--- start of Records supplied ---
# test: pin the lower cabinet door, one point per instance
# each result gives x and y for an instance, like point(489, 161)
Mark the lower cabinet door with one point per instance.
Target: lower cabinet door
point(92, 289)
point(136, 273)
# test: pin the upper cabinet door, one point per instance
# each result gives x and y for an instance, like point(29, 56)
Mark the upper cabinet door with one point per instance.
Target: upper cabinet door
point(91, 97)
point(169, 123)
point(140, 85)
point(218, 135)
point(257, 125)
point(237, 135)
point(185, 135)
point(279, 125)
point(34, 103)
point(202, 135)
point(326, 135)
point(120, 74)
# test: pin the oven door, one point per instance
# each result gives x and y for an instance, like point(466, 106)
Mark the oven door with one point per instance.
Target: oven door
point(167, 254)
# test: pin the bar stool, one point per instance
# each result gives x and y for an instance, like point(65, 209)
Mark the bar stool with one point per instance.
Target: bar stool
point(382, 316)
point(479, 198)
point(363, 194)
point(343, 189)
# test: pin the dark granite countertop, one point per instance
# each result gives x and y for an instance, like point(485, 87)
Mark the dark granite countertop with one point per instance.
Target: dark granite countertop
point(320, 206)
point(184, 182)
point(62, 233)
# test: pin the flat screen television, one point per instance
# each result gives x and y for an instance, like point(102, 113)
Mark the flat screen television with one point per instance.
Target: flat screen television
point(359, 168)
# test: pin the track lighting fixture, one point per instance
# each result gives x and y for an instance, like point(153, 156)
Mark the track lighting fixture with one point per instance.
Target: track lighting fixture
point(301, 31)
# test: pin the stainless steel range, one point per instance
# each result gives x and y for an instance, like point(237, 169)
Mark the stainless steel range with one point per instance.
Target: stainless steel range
--- end of Records supplied ---
Rewrite every item above as a numbered list, leaving out any blank lines.

1. # test: pin the lower cabinet door, one point per instance
2. # each result gives x and y for an instance, like point(489, 161)
3. Mark the lower cabinet door with one point per instance.
4. Target: lower cabinet door
5. point(92, 289)
6. point(136, 273)
7. # test: pin the upper cabinet door, one point per instance
8. # each result gives x and y for an instance, like point(29, 56)
9. Mark the upper cabinet door with one point per instance.
10. Target: upper cabinet door
11. point(91, 97)
12. point(169, 123)
13. point(140, 85)
14. point(218, 135)
15. point(257, 125)
16. point(237, 135)
17. point(185, 135)
18. point(279, 125)
19. point(34, 103)
20. point(202, 135)
21. point(326, 135)
22. point(120, 74)
23. # test: pin the oven door, one point per instance
24. # each result gives x and y for an instance, like point(466, 106)
25. Mark the oven door with one point per instance.
26. Target: oven door
27. point(167, 254)
28. # test: pin the bar stool, one point per instance
29. # each result gives x and y for an instance, like point(65, 209)
30. Mark the bar stool with one point per instance.
31. Target: bar stool
32. point(382, 316)
33. point(479, 198)
34. point(363, 194)
35. point(343, 189)
36. # test: pin the dark granite countertop, one point per instance
37. # each result gives x and y for an instance, like point(485, 87)
38. Mark the dark granite countertop with one point per instance.
39. Target: dark granite countertop
40. point(320, 206)
41. point(184, 182)
42. point(62, 233)
43. # test: pin the flat screen television, one point per instance
44. # each result gives x and y for an instance, like point(102, 113)
45. Mark the flat screen television with one point per instance.
46. Target: flat screen television
47. point(359, 168)
48. # test: pin the track lighting fixture, one point per instance
49. # each result gives x and y for an instance, like point(153, 156)
50. Mark the track lighting fixture with one point per instance.
51. Target: track lighting fixture
52. point(301, 31)
53. # test: pin the stainless steel range, one point per instance
54. # each result gives x and y for an instance, like point(237, 169)
55. Mark the stainless steel range with one point per instance.
56. Target: stainless steel range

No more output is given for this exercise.